» 提示文
·····

RAKE TRAVEL: PARIS EDITION WITH KEVIS MANZI
ラルフ ローレン パリ旗艦店の名物スタッフ、
ケヴィス・マンジ インタビュー
May 2022
パリ在住で、ラルフ ローレン フラッグシップ・ストアのシニアセールスアソシエイト/スタイリストを務める名物スタッフ、ケヴィス・マンジのスタイルとインタビューをお届けしよう。ルワンダからパリへ移住した彼が、花の都で見たものとは?
fashion director MELISSA JANE TARLING
by FREDDIE ANDERSON
photography BRANDON HINTON
アマルフィ・イエローの“ヘリテージ”ジャケット、アマルフィ・イエローの“ヘリテージ”トラウザーズ、ともにエドワード セクストン。シャツ、帽子、靴は本人私物。
私たちはいつも、パリの優雅さに魅了されている。長く美しい大通り、統一された建物、広大な庭園の美に尊敬の念を抱いている。素朴な街並みにも、常にエレガントな香りが漂っている。パリよりスタイリッシュな都市はないといえる。

·····

» 指示 1
ケヴィス・マンジのインタビュー記事について、次の問いに答えてください。
(a) ケヴィス・マンジはパリのどの店で、どんな役職に就いていますか?
(b) 彼はどこからパリへ移住しましたか?
(c) アマルフィ・イエローのジャケットとトラウザーズは、どのブランドのものですか?
» 指示 2
ケヴィス・マンジのインタビュー記事の本文を、最後の文の続きから書き進めてください。

» 提供データ
·····

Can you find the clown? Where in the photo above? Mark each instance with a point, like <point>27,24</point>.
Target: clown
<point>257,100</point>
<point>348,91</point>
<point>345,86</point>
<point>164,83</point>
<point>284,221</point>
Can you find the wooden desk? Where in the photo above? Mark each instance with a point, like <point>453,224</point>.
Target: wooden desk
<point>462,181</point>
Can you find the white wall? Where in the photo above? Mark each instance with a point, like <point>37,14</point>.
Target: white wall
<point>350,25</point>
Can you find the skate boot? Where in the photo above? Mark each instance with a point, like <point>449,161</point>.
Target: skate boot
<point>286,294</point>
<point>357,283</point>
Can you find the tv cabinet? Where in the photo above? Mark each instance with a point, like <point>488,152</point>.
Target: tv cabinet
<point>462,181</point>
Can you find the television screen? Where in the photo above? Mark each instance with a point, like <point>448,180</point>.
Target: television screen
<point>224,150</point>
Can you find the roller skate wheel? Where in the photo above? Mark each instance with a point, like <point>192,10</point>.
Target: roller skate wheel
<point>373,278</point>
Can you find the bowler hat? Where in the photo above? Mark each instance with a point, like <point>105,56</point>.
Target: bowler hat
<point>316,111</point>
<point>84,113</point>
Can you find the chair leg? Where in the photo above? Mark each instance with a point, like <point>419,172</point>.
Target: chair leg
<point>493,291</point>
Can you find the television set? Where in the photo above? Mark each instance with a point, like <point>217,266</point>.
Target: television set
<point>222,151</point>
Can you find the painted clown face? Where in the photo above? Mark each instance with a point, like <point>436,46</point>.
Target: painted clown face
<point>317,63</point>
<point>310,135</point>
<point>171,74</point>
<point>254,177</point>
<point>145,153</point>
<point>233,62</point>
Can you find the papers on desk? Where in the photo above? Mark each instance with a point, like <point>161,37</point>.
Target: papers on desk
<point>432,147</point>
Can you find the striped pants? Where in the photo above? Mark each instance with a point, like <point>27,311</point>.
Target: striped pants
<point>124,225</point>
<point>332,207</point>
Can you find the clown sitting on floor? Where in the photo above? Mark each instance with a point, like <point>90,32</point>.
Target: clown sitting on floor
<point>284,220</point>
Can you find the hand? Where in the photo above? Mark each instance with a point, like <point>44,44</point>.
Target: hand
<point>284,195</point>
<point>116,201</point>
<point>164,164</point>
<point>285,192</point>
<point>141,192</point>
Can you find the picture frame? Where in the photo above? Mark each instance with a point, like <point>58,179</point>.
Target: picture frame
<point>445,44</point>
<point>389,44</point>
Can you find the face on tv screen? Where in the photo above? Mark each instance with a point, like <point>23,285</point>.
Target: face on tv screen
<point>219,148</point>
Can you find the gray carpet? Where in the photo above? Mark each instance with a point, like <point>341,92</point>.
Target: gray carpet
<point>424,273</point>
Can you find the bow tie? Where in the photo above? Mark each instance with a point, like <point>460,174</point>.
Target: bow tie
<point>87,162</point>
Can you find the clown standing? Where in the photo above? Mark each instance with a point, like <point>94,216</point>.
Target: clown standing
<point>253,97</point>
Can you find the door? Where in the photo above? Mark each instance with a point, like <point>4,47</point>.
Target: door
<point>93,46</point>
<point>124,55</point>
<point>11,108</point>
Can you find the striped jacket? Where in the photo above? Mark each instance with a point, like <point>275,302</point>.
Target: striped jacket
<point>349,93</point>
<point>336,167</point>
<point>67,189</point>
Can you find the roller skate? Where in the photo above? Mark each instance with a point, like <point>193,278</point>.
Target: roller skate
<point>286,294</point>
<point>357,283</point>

·····

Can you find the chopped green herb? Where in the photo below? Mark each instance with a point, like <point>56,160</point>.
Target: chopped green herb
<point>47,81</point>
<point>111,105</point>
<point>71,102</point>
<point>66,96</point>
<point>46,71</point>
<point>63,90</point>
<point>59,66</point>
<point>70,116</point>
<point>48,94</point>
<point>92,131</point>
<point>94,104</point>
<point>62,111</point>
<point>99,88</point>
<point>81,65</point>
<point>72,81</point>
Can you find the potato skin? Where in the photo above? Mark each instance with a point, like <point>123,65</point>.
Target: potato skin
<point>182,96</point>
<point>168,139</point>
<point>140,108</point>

·····

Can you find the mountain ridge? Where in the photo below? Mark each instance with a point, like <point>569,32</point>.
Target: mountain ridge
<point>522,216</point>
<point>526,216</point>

·····

» 正解 1
(a) ラルフ ローレンのフラッグシップ・ストア(パリ旗艦店)で、シニアセールスアソシエイト/スタイリストを務めています。
(b) ルワンダです。
(c) エドワード セクストンです。

» 正解 2
ウィメンズウェアのデザイナーが多くいることで有名なパリは、1980年代には高級紳士服の中心地でもあった。その後、時代は少々変わったが、今でもメンズ・スタイルをリードする都市のひとつだ。
新シリーズ「RAKE TRAVEL」のスタートを飾るにあたり、パリほど相応しい都市はない。そこで最近、メンズウェアのファッショニスタとして注目を集める新星ケヴィス・マンジにパリについて聞いてみた。フランスに20年以上滞在している彼は、さまざまなメンズウェアに精通しているだけでなく、この業界で最も好感の持てる人物のひとりだ。
―ルワンダのキガリで生まれ、幼い頃にパリに移り住みましたね。どのような経緯でフランスの首都に住むことになったのでしょうか?
「単純に家族と合流したのです。しかしそれは大きな環境の変化でした。まず言語。フランス語はまったく話せなかったし、フランス文化に触れたこともありませんでした。母は新しい生活に馴染めるように、そして私たちがどこから来たのかを忘れないようにと、いつも考えてくれていました。今でもとても感謝しています」
―メンズウェアへの情熱は、いつ、どのように芽生えたのでしょうか。また、パリという都市は関係しているでしょうか?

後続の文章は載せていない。